(Extracted records)
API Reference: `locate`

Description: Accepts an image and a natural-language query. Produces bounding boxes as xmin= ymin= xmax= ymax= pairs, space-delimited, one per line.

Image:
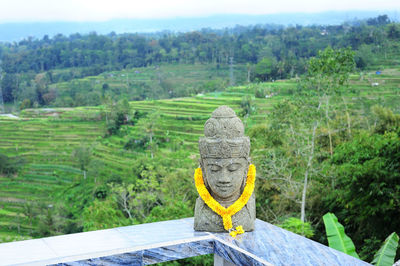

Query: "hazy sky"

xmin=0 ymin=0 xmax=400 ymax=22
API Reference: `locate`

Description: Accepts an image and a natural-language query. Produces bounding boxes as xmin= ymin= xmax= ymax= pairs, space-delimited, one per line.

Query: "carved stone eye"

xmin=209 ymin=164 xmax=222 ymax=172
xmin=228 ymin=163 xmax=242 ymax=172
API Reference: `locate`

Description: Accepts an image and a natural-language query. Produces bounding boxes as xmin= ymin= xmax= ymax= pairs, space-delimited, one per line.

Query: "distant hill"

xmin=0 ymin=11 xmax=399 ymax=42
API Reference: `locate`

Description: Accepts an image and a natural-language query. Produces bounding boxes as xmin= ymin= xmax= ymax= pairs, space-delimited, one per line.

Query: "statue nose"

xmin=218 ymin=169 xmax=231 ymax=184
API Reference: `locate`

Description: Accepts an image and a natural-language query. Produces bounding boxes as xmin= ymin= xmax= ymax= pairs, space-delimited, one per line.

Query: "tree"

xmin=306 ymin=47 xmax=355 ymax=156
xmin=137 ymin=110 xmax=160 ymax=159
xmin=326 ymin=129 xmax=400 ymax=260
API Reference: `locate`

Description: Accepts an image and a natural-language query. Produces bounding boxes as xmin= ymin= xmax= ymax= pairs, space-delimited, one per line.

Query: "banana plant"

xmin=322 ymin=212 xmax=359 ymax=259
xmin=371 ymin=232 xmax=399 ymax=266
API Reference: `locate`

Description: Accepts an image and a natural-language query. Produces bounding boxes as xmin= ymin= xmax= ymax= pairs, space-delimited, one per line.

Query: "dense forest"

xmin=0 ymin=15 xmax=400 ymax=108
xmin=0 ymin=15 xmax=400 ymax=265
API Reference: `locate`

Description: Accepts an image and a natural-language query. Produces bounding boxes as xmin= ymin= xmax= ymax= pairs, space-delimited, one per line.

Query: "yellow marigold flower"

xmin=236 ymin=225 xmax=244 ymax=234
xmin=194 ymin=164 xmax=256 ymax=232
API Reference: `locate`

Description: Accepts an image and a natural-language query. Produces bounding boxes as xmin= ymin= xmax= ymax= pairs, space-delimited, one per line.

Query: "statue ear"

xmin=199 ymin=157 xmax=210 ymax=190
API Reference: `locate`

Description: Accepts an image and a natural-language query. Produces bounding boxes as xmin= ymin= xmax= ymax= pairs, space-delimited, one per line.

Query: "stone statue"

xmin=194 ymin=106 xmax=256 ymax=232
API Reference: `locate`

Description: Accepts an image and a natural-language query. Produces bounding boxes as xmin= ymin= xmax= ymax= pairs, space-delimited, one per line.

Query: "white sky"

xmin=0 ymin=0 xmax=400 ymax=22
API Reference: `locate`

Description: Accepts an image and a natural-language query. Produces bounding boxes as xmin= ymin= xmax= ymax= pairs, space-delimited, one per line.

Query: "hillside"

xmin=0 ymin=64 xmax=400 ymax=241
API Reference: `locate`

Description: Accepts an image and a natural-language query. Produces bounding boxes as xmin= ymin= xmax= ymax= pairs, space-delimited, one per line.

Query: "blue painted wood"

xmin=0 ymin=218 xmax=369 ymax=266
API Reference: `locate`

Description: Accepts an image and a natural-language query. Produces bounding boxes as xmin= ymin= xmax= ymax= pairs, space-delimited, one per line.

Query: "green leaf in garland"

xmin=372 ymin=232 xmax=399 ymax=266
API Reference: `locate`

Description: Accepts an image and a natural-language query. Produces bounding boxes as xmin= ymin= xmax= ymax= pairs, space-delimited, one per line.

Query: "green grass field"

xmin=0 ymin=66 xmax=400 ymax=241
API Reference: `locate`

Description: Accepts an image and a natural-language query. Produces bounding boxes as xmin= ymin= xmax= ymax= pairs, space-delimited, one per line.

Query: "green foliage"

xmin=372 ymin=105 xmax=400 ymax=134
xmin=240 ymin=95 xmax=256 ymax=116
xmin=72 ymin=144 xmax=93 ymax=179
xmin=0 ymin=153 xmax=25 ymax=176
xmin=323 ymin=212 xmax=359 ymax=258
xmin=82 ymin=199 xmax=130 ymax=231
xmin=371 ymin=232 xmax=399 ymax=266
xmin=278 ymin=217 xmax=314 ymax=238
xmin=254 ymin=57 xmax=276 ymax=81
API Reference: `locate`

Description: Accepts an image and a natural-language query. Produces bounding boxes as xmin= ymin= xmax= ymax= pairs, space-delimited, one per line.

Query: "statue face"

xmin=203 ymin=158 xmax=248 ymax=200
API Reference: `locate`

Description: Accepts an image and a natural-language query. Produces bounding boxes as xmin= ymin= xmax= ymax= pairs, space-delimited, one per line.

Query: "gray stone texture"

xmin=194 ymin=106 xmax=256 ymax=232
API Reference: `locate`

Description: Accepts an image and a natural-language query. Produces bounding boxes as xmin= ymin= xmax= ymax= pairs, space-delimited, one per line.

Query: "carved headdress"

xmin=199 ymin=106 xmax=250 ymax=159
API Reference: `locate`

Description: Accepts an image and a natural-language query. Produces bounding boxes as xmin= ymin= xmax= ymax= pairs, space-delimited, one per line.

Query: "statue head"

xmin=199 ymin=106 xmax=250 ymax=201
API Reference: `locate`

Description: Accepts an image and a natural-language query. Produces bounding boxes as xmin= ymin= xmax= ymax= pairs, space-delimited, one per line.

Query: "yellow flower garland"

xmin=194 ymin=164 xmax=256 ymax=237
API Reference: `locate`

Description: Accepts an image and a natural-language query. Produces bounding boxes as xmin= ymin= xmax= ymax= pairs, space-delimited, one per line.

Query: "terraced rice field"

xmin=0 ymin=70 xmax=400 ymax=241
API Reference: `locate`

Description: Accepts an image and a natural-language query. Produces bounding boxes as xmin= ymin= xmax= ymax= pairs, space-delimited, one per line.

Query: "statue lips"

== Task directions ==
Reproduce the entire listing above line for line, leaving out the pictures.

== Final answer ==
API Reference: `locate`

Description: Accepts an image and a natural-language query. Produces bounding boxes as xmin= ymin= xmax= ymax= pairs, space-delimited, one per line.

Image:

Query: "hazy sky"

xmin=0 ymin=0 xmax=400 ymax=22
API Reference: `locate`

Description: Accepts an image and a natural-language query. Produces bounding boxes as xmin= ymin= xmax= ymax= pairs, space-delimited, one per line.

Query: "carved stone eye"

xmin=209 ymin=164 xmax=222 ymax=172
xmin=228 ymin=163 xmax=242 ymax=172
API Reference: `locate`

Description: Accepts an image and a natural-language query. Produces bounding boxes as xmin= ymin= xmax= ymax= pairs, space-delimited, one per line.

Query: "distant hill"

xmin=0 ymin=11 xmax=399 ymax=42
API Reference: `locate`

Description: Accepts an image and a natural-language query. Produces bounding boxes as xmin= ymin= xmax= ymax= pairs, space-delimited, one per line.

Query: "statue nose"

xmin=218 ymin=169 xmax=231 ymax=184
API Reference: `locate`

Description: Accepts an image and a natural-language query. Produces bounding boxes as xmin= ymin= xmax= ymax= pairs, space-delimited, one per line.

Query: "tree"

xmin=306 ymin=47 xmax=355 ymax=156
xmin=137 ymin=110 xmax=160 ymax=159
xmin=326 ymin=129 xmax=400 ymax=260
API Reference: `locate`

Description: Accepts an image and a natural-language query. Produces bounding boxes as xmin= ymin= xmax= ymax= pairs, space-delimited, one per line.

Query: "banana plant"

xmin=322 ymin=212 xmax=359 ymax=259
xmin=371 ymin=232 xmax=399 ymax=266
API Reference: `locate`

Description: Accepts an image and a natural-language query. Produces bounding boxes as xmin= ymin= xmax= ymax= pairs, space-delimited, one per line.

Query: "dense forest"

xmin=0 ymin=15 xmax=400 ymax=108
xmin=0 ymin=15 xmax=400 ymax=265
API Reference: `locate`

Description: Accepts an image and a natural-language query. Produces bounding boxes as xmin= ymin= xmax= ymax= pairs, space-delimited, one per line.

Query: "yellow marigold flower"

xmin=236 ymin=225 xmax=244 ymax=234
xmin=194 ymin=164 xmax=256 ymax=232
API Reference: `locate`

Description: Accepts an image and a natural-language query. Produces bounding boxes as xmin= ymin= xmax= ymax= pairs, space-delimited, one per line.

Query: "statue ear"

xmin=199 ymin=157 xmax=210 ymax=190
API Reference: `locate`

Description: Accepts an image and a natural-language query. Produces bounding boxes as xmin= ymin= xmax= ymax= pairs, space-delimited, one per line.

Query: "stone statue"

xmin=194 ymin=106 xmax=256 ymax=232
API Reference: `locate`

Description: Accepts an image and a natural-language query. Produces bounding boxes as xmin= ymin= xmax= ymax= pairs, space-delimited, one per line.

Query: "white sky"

xmin=0 ymin=0 xmax=400 ymax=22
API Reference: `locate`

Description: Accepts an image and a natural-language query. Produces bounding boxes as xmin= ymin= xmax= ymax= pairs, space-delimited, one per line.

Query: "hillside"

xmin=0 ymin=64 xmax=400 ymax=241
API Reference: `locate`

Description: Accepts an image and a natural-language query. Produces bounding boxes as xmin= ymin= xmax= ymax= pairs, space-delimited, one per line.

Query: "blue painted wood"

xmin=0 ymin=218 xmax=369 ymax=266
API Reference: `locate`

Description: Accepts an image and a natural-language query. Produces bounding boxes as xmin= ymin= xmax= ymax= pairs, space-delimited, one per line.

Query: "green leaf in garland"

xmin=372 ymin=232 xmax=399 ymax=266
API Reference: `locate`

Description: Accepts an image and a natural-language query. Produces bounding boxes as xmin= ymin= xmax= ymax= pairs, space-delimited, one per line.

Query: "green grass field"

xmin=0 ymin=66 xmax=400 ymax=241
API Reference: `locate`

Description: Accepts an image and a natural-language query. Produces bounding boxes as xmin= ymin= xmax= ymax= pairs, space-delimited, one per line.

Query: "green foliage"

xmin=372 ymin=105 xmax=400 ymax=134
xmin=240 ymin=95 xmax=256 ymax=116
xmin=72 ymin=144 xmax=93 ymax=179
xmin=0 ymin=153 xmax=25 ymax=176
xmin=323 ymin=212 xmax=359 ymax=258
xmin=82 ymin=199 xmax=130 ymax=231
xmin=371 ymin=232 xmax=399 ymax=266
xmin=278 ymin=217 xmax=314 ymax=238
xmin=254 ymin=57 xmax=276 ymax=81
API Reference: `locate`

Description: Accepts an image and a natural-language query. Produces bounding boxes as xmin= ymin= xmax= ymax= pairs, space-delimited, one per line.

Query: "statue face"

xmin=203 ymin=158 xmax=248 ymax=200
API Reference: `locate`

Description: Accepts an image and a natural-language query. Produces bounding boxes as xmin= ymin= xmax= ymax= pairs, space-delimited, one per line.

Query: "gray stone texture"

xmin=194 ymin=106 xmax=256 ymax=232
API Reference: `locate`

Description: Accepts an image and a natural-language query. Produces bounding boxes as xmin= ymin= xmax= ymax= pairs, space-delimited, one per line.

Query: "carved headdress"

xmin=199 ymin=106 xmax=250 ymax=159
API Reference: `locate`

Description: Accepts an image and a natural-language query. Produces bounding boxes as xmin= ymin= xmax= ymax= pairs, space-delimited, one per line.

Query: "statue head"

xmin=199 ymin=106 xmax=250 ymax=201
API Reference: `locate`

Description: Accepts an image and a natural-language query. Produces bounding boxes as xmin= ymin= xmax= ymax= pairs, space-delimited, one per line.

Query: "yellow flower garland"

xmin=194 ymin=164 xmax=256 ymax=237
API Reference: `locate`

Description: Accepts an image and a natural-language query. Produces bounding boxes as xmin= ymin= xmax= ymax= pairs, space-delimited, one per line.

Query: "terraced rice field"

xmin=0 ymin=70 xmax=400 ymax=241
API Reference: `locate`

Description: Accepts an image and a natural-language query. Produces bounding boxes as xmin= ymin= xmax= ymax= pairs, space-delimited, one per line.

Query: "statue lips"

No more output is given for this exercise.